**STATED EXERCISE**
Write out every one of the records below word for word, keeping each line in its original order.

(Records from a collection)
>> Begin

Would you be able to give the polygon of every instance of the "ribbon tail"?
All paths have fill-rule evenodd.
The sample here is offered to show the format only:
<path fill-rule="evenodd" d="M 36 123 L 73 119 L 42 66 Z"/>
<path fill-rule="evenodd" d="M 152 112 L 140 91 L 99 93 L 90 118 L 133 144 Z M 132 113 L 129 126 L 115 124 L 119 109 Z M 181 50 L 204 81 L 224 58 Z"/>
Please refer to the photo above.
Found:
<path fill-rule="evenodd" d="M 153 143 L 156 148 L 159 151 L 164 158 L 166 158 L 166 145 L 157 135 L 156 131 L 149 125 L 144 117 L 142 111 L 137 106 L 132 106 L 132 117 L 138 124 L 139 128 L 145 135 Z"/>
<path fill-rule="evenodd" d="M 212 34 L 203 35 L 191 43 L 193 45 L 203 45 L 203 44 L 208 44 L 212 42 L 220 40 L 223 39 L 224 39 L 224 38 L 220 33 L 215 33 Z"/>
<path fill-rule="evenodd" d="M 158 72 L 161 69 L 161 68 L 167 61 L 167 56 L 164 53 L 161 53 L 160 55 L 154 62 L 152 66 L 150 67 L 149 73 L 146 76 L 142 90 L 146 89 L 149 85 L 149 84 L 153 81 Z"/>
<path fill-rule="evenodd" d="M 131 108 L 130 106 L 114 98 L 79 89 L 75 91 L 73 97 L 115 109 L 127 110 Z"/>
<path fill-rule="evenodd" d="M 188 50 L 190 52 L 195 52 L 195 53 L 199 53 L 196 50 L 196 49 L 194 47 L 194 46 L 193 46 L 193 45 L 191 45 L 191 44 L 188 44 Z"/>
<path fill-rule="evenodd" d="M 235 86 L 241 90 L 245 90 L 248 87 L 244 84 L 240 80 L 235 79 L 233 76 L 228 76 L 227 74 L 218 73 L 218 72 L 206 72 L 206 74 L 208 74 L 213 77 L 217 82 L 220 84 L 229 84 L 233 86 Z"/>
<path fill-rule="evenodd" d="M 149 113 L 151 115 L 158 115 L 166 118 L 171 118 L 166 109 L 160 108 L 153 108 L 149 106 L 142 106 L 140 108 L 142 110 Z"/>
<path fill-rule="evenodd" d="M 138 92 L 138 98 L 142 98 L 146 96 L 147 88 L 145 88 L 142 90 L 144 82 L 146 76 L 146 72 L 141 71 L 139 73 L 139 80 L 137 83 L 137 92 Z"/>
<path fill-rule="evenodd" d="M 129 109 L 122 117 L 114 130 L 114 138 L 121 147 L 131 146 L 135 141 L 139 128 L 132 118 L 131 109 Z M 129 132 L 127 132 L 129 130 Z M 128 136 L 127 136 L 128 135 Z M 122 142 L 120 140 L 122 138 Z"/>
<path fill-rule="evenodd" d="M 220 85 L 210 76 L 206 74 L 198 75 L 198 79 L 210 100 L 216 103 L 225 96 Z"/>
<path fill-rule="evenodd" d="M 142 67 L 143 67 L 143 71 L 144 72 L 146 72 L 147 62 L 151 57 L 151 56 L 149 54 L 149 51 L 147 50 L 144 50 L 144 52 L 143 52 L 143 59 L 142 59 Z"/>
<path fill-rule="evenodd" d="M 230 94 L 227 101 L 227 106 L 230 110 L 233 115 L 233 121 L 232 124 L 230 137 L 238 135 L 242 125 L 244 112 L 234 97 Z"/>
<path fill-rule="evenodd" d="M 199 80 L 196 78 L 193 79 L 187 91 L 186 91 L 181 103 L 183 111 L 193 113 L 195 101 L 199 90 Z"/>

>> End

**FULL SOLUTION**
Would you be able to give the polygon of every instance of the "ribbon tail"?
All paths have fill-rule evenodd.
The sample here is offered to show the format only:
<path fill-rule="evenodd" d="M 36 123 L 73 119 L 42 66 Z"/>
<path fill-rule="evenodd" d="M 152 112 L 140 91 L 99 93 L 90 118 L 133 144 Z M 132 113 L 129 126 L 115 124 L 119 109 Z M 181 50 L 204 81 L 224 58 Z"/>
Please refer to the photo above.
Found:
<path fill-rule="evenodd" d="M 153 143 L 156 148 L 159 151 L 164 158 L 166 158 L 166 145 L 157 135 L 156 131 L 149 125 L 144 117 L 142 111 L 137 106 L 132 106 L 132 117 L 138 124 L 139 128 L 145 135 Z"/>
<path fill-rule="evenodd" d="M 212 34 L 203 35 L 191 43 L 193 45 L 203 45 L 203 44 L 208 44 L 212 42 L 220 40 L 223 39 L 224 39 L 224 38 L 220 33 L 215 33 Z"/>
<path fill-rule="evenodd" d="M 158 72 L 161 69 L 161 68 L 167 61 L 167 56 L 164 53 L 161 53 L 160 55 L 154 62 L 152 66 L 150 67 L 149 73 L 146 76 L 142 90 L 146 89 L 149 85 L 149 84 L 153 81 Z"/>
<path fill-rule="evenodd" d="M 131 108 L 130 106 L 114 98 L 79 89 L 75 91 L 73 97 L 115 109 L 127 110 Z"/>
<path fill-rule="evenodd" d="M 188 50 L 190 52 L 195 52 L 195 53 L 199 53 L 196 50 L 196 49 L 194 47 L 194 46 L 193 46 L 193 45 L 191 45 L 191 44 L 188 44 Z"/>
<path fill-rule="evenodd" d="M 235 86 L 241 90 L 245 90 L 248 87 L 244 84 L 240 80 L 235 79 L 233 76 L 228 76 L 227 74 L 218 73 L 218 72 L 206 72 L 206 74 L 208 74 L 213 77 L 217 82 L 220 84 L 229 84 L 233 86 Z"/>
<path fill-rule="evenodd" d="M 149 113 L 151 115 L 158 115 L 166 118 L 171 118 L 166 109 L 160 108 L 153 108 L 149 106 L 142 106 L 140 108 L 142 110 Z"/>
<path fill-rule="evenodd" d="M 138 92 L 138 98 L 142 98 L 146 96 L 147 88 L 145 88 L 142 90 L 144 82 L 146 76 L 146 72 L 141 71 L 139 73 L 139 80 L 137 83 L 137 92 Z"/>
<path fill-rule="evenodd" d="M 129 109 L 122 117 L 114 130 L 114 138 L 121 147 L 131 146 L 135 141 L 139 128 L 132 118 L 131 109 Z M 129 132 L 127 132 L 129 130 Z M 128 136 L 127 136 L 128 135 Z M 122 142 L 120 140 L 122 138 Z"/>
<path fill-rule="evenodd" d="M 220 85 L 210 76 L 206 74 L 198 75 L 198 79 L 210 100 L 216 103 L 225 96 Z"/>
<path fill-rule="evenodd" d="M 142 67 L 143 67 L 143 71 L 144 72 L 146 72 L 147 62 L 151 57 L 151 56 L 149 54 L 149 51 L 147 50 L 144 50 L 144 52 L 143 52 L 143 59 L 142 59 Z"/>
<path fill-rule="evenodd" d="M 230 94 L 227 101 L 227 106 L 230 110 L 233 115 L 233 121 L 232 124 L 230 137 L 238 135 L 242 125 L 244 112 L 234 97 Z"/>
<path fill-rule="evenodd" d="M 199 80 L 196 78 L 193 79 L 187 91 L 186 91 L 181 103 L 183 111 L 193 113 L 195 101 L 199 90 Z"/>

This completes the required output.